### Problems to work on:
• A. Please set down the portion of the k-NN configuration text starting with "The service configuration" and going on through "a service's settings).".
• B. Using the k-NN configuration text, answer these:
(i) In what format are the tool and service configuration settings specified?
(ii) Which configuration is the only one passed to the performance tool?
(iii) What kind of approach is taken to parsing the configuration?
• C. Write what comes next in the k-NN configuration text, picking up after its final sentence.

### Provided text:
start

The tool configuration is intended to be simple and easy to use but also highly extensible as well. Each k-NN service has different configuration requirements and as such, the tool needs a robust parsing and validation system for config files. There are two main configuration components: tool configuration and service configuration.

The tool configuration includes things such as the test_name, knn_service, test_parameters, and other service-independent settings.

The service configuration contains settings relevant to a particular k-NN service, so for OpenSearch, this could include things like max_num_segments or bulk_size while for NMSLIB, this could be post or ef_construction (this is actually in OpenSearch as well, but since OpenSearch uses other services under the hood, OpenSearch settings are usually a superset of a service's settings).

The tool and service configuration settings are specified in YAML for readability and ease of use. The process of parsing configuration files looks like:

Despite the tool and service configs being logically separate, the entire configuration object is actually nested. Only the tool config is passed to the performance tool, so the service config is specified in the tool config. Service configs may be further nested as well, such as OpenSearch, whose service config specifies a JSON file which eventually needs to be parsed into a dictionary.

The configuration hierarchy ends up in tree-like structure:

Since parsing the configuration is similar to parsing a tree, it isn't such a straightforward process. We take a top-down approach to parsing. If using OpenSearch as the k-NN service, we would first convert and validate the tool config. If that succeeds, we then convert and validate the service config (specified in the tool config). This process continues until we've reached the bottom of the configuration tree.

end

### Entries supplied:

start

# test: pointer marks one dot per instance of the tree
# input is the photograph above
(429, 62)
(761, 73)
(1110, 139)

end
start

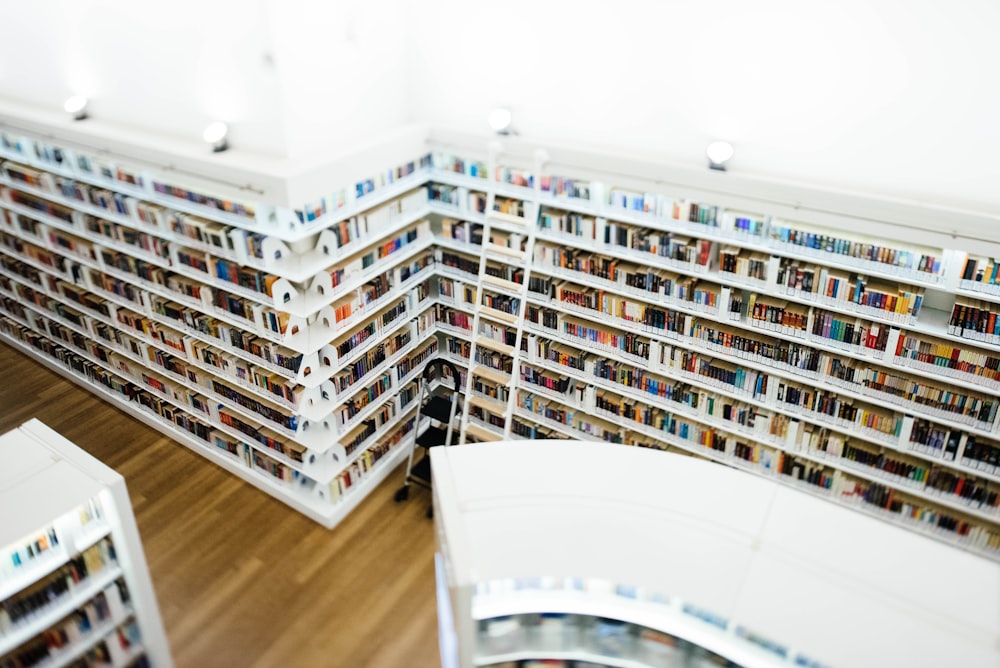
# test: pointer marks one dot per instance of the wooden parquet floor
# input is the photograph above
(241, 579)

end

### Outputs for the tasks:
• A.
The service configuration contains settings relevant to a particular k-NN service, so for OpenSearch, this could include things like max_num_segments or bulk_size while for NMSLIB, this could be post or ef_construction (this is actually in OpenSearch as well, but since OpenSearch uses other services under the hood, OpenSearch settings are usually a superset of a service's settings).

• B.
(i) YAML
(ii) The tool config
(iii) A top-down approach

• C.
We have provided a base Parser interface that performs the general conversion and validation duties, but you can override and extend the class methods to perform specific actions for any particular config. It is also the job of the Parser instance to call the next needed parser. In ToolParser, for example, part of its parsing duties is to either call on the OpenSearchParser or NmslibParser.

Converting YAML files to Python Dictionaries is handled by PyYAML.

The validation is done by Cerberus, a lightweight Python validation library.

The schemas of the config files are declared in YAML and can be found here, which then Cerberus uses to build a Validator object. We can then use the Validator object to either accept or reject a parsed config file, depending on whether it conforms to the schema.

Adding a new k-NN service should be relatively simple. First, look over the existing Parser classes to get a feel for how the Configuration Tree works. Then, figure out how the existing Configuration Tree will be modified and add the corresponding Parser classes. Most likely, you will just have to add a ${new-knn-service}Parser class and make sure the ToolParser class can choose the new Parser when parsing.

Here is some important testing terminology:

• Measure: A statistic or metric such time_took or memory_used.
• Step / Test Step: A single action made against a k-NN service. This could include making a single bulk index request to OpenSearch, refreshing the index, or creating an NMSLIB index. A step generally cannot be decomposed into smaller units. A step can be profiled by measuring the time before and after the step.
• Step Measure: A measure about a single step. These are often related to key performance indicators (KPI).
• Test: A collection of steps. A test can be profiled by adding/aggregating the measures of its steps. A test is a general process intended to be profiled such indexing or querying in OpenSearch but can be decomposed into smaller units.
• Test Measure: A statistic or measure about a test. Like a step measure, this could be time_took or memory_used but over the entire test, instead of a single step. These are often related to key performance indicators (KPI). Calculated by aggregating the measures of the test’s respective steps.
• Run / Test Run: An execution of a single Test. A user may want multiple runs of a Test to validate a hypothesis across a larger sample size of results.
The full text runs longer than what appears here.